TAREA 1 => Según el texto proporcionado, ¿qué tuvo que rogar el Rey en mitad de un concierto?
TAREA 2 => Transcribe, por favor, del texto proporcionado todo lo que va desde "Champagne y revolución" hasta "excelencia, o sea.".

Champagne y revolución

| Ibiza |

Si estos ganan, a los primeros que matan es a los tipos como yo», reconocía con voz aceitunada Salvador Dalí. Creo que se refería a los nacional-socialistas que adoraban como líder a un atroz esnob plebeyo, pero también podían ser los comunistas que asesinaron a las bellas zarinas para erigirse en longevos dictadores de dacha y chacha, timoneles que condenaban a taoístas a romperse la espalda en campos de arroz o cínicos barbudos de bohío y harén de mulatas. Hoy serían los políticamente correctos o memos woke que pretenden transformar la democracia en corral de cabestros. Todos ellos proyectan el listón totalitario del más bajo denominador común, balido único, la aniquilación del espíritu, el mentiroso molde igualitario cuando la maravilla es el desarrollo pleno de la personalidad, la excelencia, o sea.   

El gozo sagrado de la espontaneidad está en claro peligro de extinción gracias a tanto mentecato armado con móvil acusador y consignas buenistas de perverso inquisidor. Hasta el Rey tuvo que rogar que hicieran el favor de dejar de grabarlo en mitad de un concierto.

DATOS MOSTRADOS =>
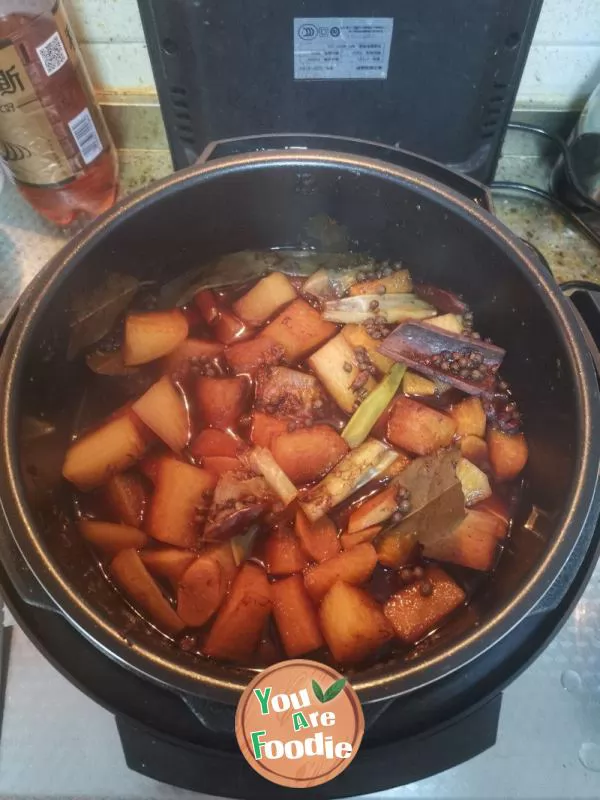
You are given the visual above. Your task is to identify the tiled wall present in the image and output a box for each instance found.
[67,0,600,107]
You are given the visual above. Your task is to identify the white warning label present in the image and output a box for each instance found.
[294,17,394,81]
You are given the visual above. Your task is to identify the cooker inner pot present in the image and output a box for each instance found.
[8,164,582,689]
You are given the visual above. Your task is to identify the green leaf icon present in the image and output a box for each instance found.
[312,679,325,703]
[323,678,346,703]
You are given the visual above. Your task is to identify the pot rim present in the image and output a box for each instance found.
[0,150,600,703]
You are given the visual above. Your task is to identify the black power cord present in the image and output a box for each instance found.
[492,122,600,247]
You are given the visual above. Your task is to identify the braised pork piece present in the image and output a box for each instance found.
[63,253,527,668]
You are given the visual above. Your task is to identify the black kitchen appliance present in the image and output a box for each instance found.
[0,0,600,797]
[139,0,542,183]
[0,137,600,797]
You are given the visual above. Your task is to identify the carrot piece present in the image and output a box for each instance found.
[265,527,306,575]
[78,519,148,556]
[196,377,248,429]
[123,308,189,367]
[250,411,289,447]
[225,336,285,375]
[233,272,297,326]
[380,446,412,478]
[383,567,466,644]
[140,547,198,589]
[162,339,224,381]
[473,494,510,529]
[423,509,507,572]
[62,412,148,492]
[110,550,184,633]
[271,425,348,483]
[340,525,382,550]
[104,472,147,528]
[304,542,377,601]
[487,428,529,481]
[450,397,486,439]
[177,544,235,628]
[132,375,190,453]
[264,298,337,363]
[458,435,489,469]
[319,581,394,664]
[146,457,217,547]
[204,563,271,662]
[295,509,340,562]
[388,397,456,456]
[139,455,165,483]
[190,428,243,458]
[271,575,323,658]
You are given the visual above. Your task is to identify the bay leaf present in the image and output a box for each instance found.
[386,448,465,544]
[85,350,139,376]
[67,272,140,360]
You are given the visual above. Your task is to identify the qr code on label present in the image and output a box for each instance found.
[36,31,69,77]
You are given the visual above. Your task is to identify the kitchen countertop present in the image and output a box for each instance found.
[0,150,600,800]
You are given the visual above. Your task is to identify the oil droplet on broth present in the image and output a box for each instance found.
[579,742,600,772]
[560,669,581,694]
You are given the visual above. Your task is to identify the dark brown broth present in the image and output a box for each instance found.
[73,260,519,670]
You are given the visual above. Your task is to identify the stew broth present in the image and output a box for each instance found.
[63,253,527,668]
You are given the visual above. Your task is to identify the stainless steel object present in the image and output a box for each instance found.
[552,84,600,213]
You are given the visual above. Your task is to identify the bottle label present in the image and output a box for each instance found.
[0,2,110,187]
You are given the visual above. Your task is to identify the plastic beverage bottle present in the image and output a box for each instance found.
[0,0,118,226]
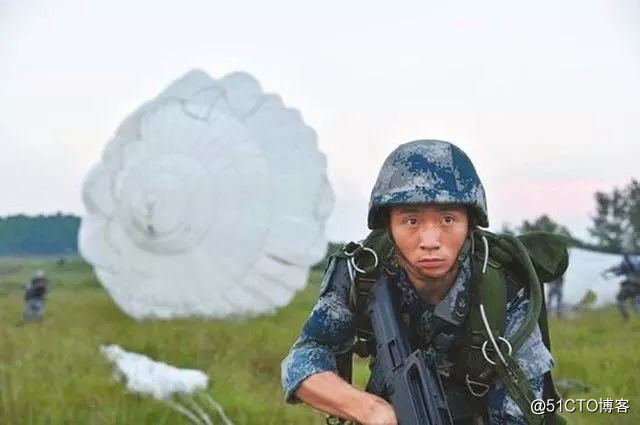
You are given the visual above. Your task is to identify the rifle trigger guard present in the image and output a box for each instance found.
[464,373,491,397]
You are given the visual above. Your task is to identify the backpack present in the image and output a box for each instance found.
[328,229,569,425]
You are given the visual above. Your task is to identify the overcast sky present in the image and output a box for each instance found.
[0,0,640,240]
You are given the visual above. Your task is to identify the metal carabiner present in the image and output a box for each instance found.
[345,245,378,274]
[464,373,491,397]
[482,336,513,366]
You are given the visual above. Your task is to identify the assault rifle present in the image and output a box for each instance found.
[367,273,453,425]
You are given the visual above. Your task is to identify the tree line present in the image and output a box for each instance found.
[0,179,640,255]
[0,213,80,255]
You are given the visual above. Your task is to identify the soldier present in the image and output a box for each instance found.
[282,140,566,425]
[22,270,49,322]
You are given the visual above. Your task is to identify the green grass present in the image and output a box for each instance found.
[0,258,640,425]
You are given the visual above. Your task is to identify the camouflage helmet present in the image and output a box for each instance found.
[368,140,489,229]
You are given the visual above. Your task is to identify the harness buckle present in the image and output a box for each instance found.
[464,373,491,398]
[482,336,513,366]
[345,245,378,274]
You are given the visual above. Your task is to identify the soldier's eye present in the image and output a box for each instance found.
[406,217,418,226]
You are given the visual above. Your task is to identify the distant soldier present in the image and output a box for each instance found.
[22,270,49,322]
[547,276,564,317]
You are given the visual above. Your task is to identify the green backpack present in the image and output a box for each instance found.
[328,230,569,425]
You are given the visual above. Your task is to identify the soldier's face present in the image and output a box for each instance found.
[389,205,469,280]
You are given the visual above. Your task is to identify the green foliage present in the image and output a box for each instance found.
[589,179,640,252]
[505,214,571,237]
[0,258,640,425]
[0,213,80,255]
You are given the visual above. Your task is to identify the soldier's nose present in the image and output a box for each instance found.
[420,226,440,250]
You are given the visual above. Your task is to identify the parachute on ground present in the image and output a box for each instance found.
[79,71,334,318]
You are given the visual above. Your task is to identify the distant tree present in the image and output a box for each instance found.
[518,214,571,238]
[0,213,80,255]
[589,179,640,252]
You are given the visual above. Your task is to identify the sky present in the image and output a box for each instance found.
[0,0,640,240]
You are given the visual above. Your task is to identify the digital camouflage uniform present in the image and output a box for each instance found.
[282,141,554,425]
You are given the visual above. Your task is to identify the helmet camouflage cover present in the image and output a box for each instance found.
[368,140,489,229]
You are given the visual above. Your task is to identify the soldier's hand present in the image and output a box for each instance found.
[359,394,398,425]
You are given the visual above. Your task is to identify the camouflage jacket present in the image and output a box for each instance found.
[282,258,554,425]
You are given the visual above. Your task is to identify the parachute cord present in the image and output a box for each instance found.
[481,235,489,274]
[480,304,508,366]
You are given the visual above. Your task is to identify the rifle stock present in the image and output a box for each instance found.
[367,273,453,425]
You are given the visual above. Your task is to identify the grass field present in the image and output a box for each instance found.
[0,258,640,425]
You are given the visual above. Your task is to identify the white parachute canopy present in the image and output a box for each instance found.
[79,71,334,318]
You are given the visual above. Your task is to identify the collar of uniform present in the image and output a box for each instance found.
[398,253,471,326]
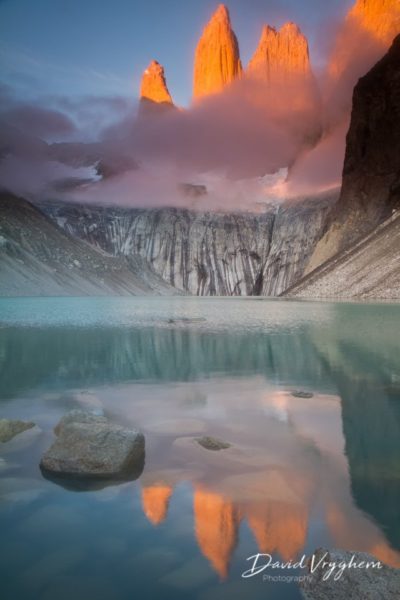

RESPUESTA COMPLETA 1 => Que hicieran el favor de dejar de grabarlo.

RESPUESTA COMPLETA 2 =>
Champagne y revolución

| Ibiza |

Si estos ganan, a los primeros que matan es a los tipos como yo», reconocía con voz aceitunada Salvador Dalí. Creo que se refería a los nacional-socialistas que adoraban como líder a un atroz esnob plebeyo, pero también podían ser los comunistas que asesinaron a las bellas zarinas para erigirse en longevos dictadores de dacha y chacha, timoneles que condenaban a taoístas a romperse la espalda en campos de arroz o cínicos barbudos de bohío y harén de mulatas. Hoy serían los políticamente correctos o memos woke que pretenden transformar la democracia en corral de cabestros. Todos ellos proyectan el listón totalitario del más bajo denominador común, balido único, la aniquilación del espíritu, el mentiroso molde igualitario cuando la maravilla es el desarrollo pleno de la personalidad, la excelencia, o sea.